WORK TASK: Only the lines from the one with "Each instance of the damaged" through the last belong in the output; print them exactly as given below.

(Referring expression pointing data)
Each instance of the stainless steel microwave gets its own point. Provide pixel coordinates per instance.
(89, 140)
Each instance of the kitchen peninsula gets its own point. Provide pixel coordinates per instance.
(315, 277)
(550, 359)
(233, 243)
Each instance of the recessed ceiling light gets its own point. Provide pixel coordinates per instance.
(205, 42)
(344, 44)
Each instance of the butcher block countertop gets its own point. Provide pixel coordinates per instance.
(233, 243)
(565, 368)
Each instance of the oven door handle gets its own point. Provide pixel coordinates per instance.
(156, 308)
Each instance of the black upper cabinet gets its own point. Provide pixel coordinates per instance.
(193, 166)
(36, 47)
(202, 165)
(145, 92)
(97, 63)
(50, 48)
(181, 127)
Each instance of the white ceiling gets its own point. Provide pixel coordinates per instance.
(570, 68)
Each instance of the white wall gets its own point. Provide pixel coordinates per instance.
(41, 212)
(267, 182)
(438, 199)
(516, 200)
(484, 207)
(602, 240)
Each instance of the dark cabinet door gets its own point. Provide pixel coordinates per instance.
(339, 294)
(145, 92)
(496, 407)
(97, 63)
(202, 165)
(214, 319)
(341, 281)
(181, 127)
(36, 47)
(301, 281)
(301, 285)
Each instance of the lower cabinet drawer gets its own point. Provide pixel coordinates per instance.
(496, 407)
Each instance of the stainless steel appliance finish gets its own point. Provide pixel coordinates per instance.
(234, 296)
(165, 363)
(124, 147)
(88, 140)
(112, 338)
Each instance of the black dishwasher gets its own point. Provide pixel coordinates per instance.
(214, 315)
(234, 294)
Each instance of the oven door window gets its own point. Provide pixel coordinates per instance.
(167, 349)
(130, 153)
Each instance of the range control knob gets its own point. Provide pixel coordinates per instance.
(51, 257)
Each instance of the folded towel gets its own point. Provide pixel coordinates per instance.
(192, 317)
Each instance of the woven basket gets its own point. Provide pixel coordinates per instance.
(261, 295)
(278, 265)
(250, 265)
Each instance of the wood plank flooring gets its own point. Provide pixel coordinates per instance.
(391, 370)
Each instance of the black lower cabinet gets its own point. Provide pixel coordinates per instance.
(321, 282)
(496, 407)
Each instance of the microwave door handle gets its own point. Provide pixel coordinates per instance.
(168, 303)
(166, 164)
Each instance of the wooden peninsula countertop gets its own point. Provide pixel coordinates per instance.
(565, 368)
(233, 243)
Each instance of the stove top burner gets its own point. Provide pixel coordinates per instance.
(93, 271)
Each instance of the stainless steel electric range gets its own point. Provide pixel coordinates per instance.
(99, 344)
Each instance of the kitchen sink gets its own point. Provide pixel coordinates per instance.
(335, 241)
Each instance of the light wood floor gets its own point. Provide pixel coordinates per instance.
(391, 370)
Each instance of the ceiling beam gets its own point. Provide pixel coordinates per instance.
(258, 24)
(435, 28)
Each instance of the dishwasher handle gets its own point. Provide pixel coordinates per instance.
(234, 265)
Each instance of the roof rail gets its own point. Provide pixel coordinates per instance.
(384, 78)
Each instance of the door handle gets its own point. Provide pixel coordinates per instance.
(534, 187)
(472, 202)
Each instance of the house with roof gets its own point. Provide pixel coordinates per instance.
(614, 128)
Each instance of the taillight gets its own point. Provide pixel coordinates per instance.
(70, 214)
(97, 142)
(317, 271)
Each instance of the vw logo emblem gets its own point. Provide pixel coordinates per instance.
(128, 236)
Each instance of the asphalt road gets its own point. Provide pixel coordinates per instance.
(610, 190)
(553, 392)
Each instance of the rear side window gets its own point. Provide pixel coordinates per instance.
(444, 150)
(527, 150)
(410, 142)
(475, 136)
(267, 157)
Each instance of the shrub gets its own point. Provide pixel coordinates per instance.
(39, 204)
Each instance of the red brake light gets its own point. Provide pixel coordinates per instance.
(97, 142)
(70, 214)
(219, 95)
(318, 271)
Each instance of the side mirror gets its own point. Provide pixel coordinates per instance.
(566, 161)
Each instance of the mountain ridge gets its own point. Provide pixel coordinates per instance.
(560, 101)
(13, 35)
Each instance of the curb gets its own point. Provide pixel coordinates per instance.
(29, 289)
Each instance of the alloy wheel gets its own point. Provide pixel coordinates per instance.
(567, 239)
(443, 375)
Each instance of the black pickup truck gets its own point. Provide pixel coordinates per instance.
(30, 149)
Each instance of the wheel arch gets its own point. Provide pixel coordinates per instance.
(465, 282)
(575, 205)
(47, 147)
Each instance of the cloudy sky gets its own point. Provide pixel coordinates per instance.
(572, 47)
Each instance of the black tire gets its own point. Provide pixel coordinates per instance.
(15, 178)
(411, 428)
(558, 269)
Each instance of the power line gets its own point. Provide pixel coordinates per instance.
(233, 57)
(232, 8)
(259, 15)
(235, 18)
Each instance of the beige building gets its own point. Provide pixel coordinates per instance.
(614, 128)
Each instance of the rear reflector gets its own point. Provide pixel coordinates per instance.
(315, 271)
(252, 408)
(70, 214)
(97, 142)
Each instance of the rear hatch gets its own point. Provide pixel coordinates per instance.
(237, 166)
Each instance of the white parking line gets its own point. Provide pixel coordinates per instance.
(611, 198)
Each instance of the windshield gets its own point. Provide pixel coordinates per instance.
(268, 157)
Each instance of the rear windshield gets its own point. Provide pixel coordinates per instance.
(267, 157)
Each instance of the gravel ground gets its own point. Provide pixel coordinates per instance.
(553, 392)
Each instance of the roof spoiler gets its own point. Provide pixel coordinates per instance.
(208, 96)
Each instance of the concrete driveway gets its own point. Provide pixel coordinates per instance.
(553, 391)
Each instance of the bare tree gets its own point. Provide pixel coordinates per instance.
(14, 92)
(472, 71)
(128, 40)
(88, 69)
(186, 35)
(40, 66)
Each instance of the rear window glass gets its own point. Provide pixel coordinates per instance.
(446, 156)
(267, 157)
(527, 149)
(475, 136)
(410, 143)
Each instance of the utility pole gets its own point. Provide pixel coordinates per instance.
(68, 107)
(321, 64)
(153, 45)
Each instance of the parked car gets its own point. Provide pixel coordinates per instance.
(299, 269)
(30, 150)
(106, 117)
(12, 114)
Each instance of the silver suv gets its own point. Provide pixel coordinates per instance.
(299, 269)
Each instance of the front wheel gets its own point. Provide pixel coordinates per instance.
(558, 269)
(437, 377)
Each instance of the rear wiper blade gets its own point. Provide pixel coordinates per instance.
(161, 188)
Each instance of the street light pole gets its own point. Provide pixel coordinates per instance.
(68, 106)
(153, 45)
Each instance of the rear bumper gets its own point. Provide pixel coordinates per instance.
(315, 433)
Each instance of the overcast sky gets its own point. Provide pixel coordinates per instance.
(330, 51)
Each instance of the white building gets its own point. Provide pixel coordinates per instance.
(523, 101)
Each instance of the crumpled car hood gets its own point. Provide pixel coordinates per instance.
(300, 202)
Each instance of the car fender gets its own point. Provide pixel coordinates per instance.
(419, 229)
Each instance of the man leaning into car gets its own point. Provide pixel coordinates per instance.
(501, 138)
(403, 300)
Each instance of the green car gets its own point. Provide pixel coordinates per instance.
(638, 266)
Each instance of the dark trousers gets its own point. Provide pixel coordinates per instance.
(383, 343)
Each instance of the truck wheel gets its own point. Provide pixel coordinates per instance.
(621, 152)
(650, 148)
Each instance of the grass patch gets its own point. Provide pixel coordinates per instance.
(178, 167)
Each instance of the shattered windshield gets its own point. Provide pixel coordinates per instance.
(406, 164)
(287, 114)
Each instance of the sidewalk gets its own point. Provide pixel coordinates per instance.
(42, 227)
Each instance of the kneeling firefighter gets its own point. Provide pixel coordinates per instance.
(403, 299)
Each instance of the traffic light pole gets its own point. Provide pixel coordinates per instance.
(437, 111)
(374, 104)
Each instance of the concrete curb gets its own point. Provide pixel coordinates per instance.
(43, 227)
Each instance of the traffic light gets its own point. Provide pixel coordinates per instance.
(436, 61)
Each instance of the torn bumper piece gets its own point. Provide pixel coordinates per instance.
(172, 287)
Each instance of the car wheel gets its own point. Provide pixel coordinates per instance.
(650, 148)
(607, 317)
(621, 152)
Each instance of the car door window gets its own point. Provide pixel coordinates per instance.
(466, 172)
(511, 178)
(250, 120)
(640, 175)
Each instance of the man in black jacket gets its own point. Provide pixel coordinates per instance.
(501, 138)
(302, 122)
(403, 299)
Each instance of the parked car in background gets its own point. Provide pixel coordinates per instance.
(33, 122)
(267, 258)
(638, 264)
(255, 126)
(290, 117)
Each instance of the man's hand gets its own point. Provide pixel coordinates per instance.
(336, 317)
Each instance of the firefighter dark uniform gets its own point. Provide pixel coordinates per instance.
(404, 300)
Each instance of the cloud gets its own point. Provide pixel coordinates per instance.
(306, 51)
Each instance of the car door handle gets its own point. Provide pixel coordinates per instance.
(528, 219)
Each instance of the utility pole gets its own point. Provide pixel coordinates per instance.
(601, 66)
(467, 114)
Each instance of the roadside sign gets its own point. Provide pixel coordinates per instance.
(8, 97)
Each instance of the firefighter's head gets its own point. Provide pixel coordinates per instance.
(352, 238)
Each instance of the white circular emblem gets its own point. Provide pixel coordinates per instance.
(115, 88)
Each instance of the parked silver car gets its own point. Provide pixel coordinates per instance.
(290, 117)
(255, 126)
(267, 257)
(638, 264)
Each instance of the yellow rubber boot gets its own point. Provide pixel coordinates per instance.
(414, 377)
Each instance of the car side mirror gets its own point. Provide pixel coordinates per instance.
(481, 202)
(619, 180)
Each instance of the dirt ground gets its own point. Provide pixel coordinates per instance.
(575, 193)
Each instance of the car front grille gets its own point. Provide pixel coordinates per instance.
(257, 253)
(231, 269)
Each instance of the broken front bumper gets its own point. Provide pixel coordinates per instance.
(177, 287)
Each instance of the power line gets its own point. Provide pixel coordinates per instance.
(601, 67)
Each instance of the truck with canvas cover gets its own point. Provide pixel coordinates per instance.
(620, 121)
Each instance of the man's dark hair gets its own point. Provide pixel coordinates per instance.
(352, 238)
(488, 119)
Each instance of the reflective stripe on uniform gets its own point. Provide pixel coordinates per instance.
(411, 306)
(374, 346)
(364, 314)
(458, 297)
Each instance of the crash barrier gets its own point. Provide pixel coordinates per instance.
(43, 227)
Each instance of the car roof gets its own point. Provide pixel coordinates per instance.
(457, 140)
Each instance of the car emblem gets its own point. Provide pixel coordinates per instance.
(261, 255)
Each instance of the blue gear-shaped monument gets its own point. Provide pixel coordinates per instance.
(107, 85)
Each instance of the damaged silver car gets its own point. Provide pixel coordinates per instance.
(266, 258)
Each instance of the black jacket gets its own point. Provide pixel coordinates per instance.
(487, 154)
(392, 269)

RESPONSE:
Each instance of the damaged silver car gets its own point. Provide pixel coordinates per instance.
(266, 258)
Each instance of the black jacket gets its own point. Provide pixel coordinates per instance.
(487, 154)
(392, 269)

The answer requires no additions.